=== WHAT THE EXERCISE ASKS ===
Copy the passage of the newsgroup post on software defect rates verbatim, from "I'm partial to" up to and including "those below.".
:: ARTICLE
In article <5339@stpstn.UUCP>, cox@stpstn.UUCP (Brad Cox) writes:

| There *is* a silver bullet, and I believe that our competitors in
| the far east are using it already. Even though they're far behind in
| software technology today, they're *already* doing one to two orders
| of magnitude than we are in software defect rates (some companies
| report 0.008 defects per KSLOC, vs 1-3 defects/KSLOC typical, .01-.1
| for critical software, according to McGarry and Basili figures).
| Simplifying greatly, the difference seems to be that they're
| focusing on the *product* whereas we're focusing on the *process*;
| which is one way of phrasing the paradigm shift I'm referring to.

I'm partial to the data put forth by DeMarco and Lister that there is
a significant (order of magnitude+) difference between the output of
the best software designers versus the worst in terms of time required
to completion of a project and defect rate (and, one has to assume
long term maintainability.)  They carry it further and show that there
is approximately a 3x difference for those above the median versus
those below.

This would allow for another theory as to why our competitors in the
far east are doing very well in this area.  The information that I am
regularly fed by news services leads me to believe that they have a
rather competitive and selective society. Perhaps they simply have an
overall higher quality population of software design staff (more
talent, better training, whatever.) They may also not have our
designer ego problem - meaning that they may adhere more to
established practices and standards (using software IC equivalents?)
rather than forging a new direction every time the opportunity is
presented.

| I do admit to more than passing interest that we who view ourselves
| as 'the software development community' not discover that our
| consumers have done to us what they did to an automobile industry
| that proved more attuned to its own interests, rather than its
| consumers'.

A frightening thought.
-- 
Kim Letkeman    mitel!spock!kim@uunet.uu.net

diamond@tkou02.enet.dec.com (diamond@tkovoa) (07/11/90)

In newsgroup comp.object, in article <5339@stpstn.UUCP>, cox@stpstn.UUCP (Brad Cox) writes:

|| There *is* a silver bullet, and I believe that our competitors in
|| the far east are using it already. Even though they're far behind in
|| software technology today, they're *already* doing one to two orders
|| of magnitude than we are in software defect rates (some companies
|| report 0.008 defects per KSLOC, vs 1-3 defects/KSLOC typical, .01-.1
|| for critical software, according to McGarry and Basili figures).
|| Simplifying greatly, the difference seems to be that they're
|| focusing on the *product* whereas we're focusing on the *process*;
|| which is one way of phrasing the paradigm shift I'm referring to.
::::
:: RAW RECORDS
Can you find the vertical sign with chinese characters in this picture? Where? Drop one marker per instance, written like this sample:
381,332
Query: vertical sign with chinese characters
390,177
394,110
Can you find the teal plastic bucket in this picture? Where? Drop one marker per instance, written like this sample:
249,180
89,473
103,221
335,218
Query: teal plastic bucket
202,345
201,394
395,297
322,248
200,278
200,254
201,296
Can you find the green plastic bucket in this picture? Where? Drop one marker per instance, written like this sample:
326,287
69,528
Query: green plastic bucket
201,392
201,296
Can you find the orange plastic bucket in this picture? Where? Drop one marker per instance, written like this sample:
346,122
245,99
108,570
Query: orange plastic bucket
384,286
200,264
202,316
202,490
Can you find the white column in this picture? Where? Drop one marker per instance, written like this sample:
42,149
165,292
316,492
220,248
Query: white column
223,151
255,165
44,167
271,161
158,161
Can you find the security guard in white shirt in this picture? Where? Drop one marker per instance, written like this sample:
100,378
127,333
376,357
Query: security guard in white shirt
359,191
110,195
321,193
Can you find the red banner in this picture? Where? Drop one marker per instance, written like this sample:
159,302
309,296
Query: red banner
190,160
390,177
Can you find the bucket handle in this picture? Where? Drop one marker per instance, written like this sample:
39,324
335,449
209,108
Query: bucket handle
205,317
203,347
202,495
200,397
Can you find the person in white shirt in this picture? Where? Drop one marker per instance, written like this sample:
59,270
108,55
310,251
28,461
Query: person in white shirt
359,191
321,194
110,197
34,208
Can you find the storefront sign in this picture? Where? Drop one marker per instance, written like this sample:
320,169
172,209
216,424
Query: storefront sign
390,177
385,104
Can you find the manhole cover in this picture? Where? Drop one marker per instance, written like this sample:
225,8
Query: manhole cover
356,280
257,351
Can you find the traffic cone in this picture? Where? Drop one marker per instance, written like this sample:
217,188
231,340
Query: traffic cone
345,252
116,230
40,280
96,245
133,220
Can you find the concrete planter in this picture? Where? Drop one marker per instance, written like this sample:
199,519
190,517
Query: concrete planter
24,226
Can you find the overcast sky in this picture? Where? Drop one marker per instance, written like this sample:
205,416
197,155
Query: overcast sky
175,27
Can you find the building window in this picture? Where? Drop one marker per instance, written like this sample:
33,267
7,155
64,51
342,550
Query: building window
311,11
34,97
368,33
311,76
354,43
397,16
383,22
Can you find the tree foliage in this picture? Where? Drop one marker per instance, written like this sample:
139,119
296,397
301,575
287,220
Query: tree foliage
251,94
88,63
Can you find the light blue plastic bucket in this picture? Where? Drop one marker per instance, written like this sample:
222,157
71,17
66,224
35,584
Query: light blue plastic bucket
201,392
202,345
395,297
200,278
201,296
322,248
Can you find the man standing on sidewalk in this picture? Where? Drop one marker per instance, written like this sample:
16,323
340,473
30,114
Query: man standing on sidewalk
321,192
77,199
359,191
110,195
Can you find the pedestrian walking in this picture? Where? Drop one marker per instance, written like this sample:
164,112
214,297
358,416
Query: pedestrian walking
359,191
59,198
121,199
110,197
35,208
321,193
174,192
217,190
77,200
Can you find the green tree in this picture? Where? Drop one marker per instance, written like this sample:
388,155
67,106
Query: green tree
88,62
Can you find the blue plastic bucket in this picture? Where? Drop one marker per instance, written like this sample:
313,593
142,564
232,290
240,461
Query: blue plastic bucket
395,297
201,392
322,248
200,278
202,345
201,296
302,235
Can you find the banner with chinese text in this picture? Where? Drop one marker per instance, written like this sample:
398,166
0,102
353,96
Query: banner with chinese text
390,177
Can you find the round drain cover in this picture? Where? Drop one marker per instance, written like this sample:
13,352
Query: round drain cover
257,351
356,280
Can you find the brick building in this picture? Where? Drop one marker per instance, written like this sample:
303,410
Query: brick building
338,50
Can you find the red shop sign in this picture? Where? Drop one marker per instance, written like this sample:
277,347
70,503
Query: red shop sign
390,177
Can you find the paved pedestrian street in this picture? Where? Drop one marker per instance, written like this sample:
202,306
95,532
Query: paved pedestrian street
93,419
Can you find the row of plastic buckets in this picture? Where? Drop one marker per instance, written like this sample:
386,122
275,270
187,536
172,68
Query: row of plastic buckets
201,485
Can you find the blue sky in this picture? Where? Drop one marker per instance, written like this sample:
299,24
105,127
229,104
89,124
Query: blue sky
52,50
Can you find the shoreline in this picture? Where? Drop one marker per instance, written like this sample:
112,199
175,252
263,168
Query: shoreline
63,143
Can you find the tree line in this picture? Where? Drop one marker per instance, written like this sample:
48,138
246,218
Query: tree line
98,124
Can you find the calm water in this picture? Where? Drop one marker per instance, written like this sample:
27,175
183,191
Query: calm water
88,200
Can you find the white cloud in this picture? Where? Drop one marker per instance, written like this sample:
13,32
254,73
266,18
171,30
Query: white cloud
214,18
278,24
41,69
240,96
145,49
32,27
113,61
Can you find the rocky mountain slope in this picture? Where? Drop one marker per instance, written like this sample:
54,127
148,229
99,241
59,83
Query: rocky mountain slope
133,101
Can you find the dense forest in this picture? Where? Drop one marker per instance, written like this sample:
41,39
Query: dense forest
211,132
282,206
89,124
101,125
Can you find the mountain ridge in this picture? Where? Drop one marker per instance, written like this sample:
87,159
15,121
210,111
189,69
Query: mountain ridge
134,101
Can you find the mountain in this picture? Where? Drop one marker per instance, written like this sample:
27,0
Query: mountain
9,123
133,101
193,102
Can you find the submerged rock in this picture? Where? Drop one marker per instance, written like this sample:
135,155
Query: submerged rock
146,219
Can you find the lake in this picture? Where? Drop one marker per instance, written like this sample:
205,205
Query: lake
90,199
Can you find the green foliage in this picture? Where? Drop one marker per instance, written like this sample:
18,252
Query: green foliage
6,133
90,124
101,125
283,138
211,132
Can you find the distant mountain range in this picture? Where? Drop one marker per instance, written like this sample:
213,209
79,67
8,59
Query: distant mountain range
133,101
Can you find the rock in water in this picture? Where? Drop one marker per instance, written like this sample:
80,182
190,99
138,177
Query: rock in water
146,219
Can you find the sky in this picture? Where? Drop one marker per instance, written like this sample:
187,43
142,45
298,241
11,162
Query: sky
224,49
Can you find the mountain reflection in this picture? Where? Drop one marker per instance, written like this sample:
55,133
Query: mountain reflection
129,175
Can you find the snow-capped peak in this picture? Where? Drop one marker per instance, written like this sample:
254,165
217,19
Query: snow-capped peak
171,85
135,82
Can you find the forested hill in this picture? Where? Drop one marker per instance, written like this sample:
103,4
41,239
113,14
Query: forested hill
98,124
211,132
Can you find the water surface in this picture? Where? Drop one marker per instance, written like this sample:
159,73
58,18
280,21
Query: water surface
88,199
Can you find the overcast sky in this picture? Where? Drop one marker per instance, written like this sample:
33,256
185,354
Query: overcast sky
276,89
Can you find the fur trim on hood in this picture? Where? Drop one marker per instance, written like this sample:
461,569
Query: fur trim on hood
::::
=== ANSWER IN FULL ===
I'm partial to the data put forth by DeMarco and Lister that there is
a significant (order of magnitude+) difference between the output of
the best software designers versus the worst in terms of time required
to completion of a project and defect rate (and, one has to assume
long term maintainability.)  They carry it further and show that there
is approximately a 3x difference for those above the median versus
those below.